> Provided text:
****
I realize this isn’t your department, but the Oct. 3, 2000 Gore-Bush Debate on that CPD transcripts page is actually linked to the transcript of the Kerry-Bush debate on Sept. 30, 2004. So far, I haven’t found the webmaster’s contact info.

Reply
cameron says:

October 2, 2004 at 12:40 pm

Two points on the validity of these methods:

1. The data, software and methods used to generate these results are freely available. Anyone disagreeing with the ranking can easily download the source and run the software yourself. I’d be more than happy to help with this process.

2. In saying “this method seemed to pull up the most interesting results,” I meant that I was changing the algorithm based on my knowledge of the types of phrases I was looking for and the parameters I could use (the length of the phrase and the number of occurrences). The noun phrase extractor that I used scores the phrases multiplicatively by default (length * occurrences) which places too much emphasis on long noun phrases. I chose to score them additively (length + occurrences) because I felt that repetitiveness is a more important feature, especially for such small amounts of data.

Reply
PC says:

October 2, 2004 at 1:36 pm

This is really interesting. Language Log did a related analysis on both candidates’ sentence length, with Kerry’s (as expected) average sentence length higher, as well as his contribution in words to the debate overall (though Bush had slightly more sentences…but they were shorter).
****
> Set problem a:
Answer these from the forum thread, one per line:
(i) Which debate is the Oct. 3, 2000 Gore-Bush Debate link actually connected to?
(ii) How does the noun phrase extractor score phrases by default?
(iii) Which candidate had slightly more sentences, according to the reply from PC?
The forum thread and the records were taken from separate sources.

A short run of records
****
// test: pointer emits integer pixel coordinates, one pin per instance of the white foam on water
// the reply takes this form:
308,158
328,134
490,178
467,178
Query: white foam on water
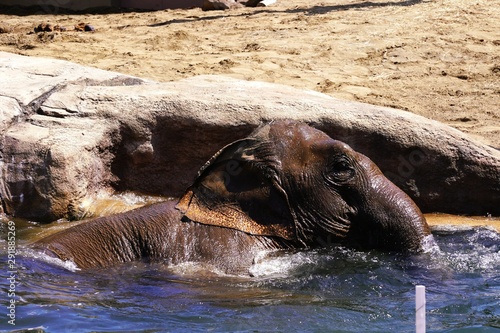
****
> Set problem b:
Put every line of the records into a numbered list, skipping blank lines and leaving out the picture.

> Task solution a:
(i) The transcript of the Kerry-Bush debate on Sept. 30, 2004.
(ii) Multiplicatively (length * occurrences).
(iii) Bush.

> Task solution b:
1. // test: pointer emits integer pixel coordinates, one pin per instance of the white foam on water
2. // the reply takes this form:
3. 308,158
4. 328,134
5. 490,178
6. 467,178
7. Query: white foam on water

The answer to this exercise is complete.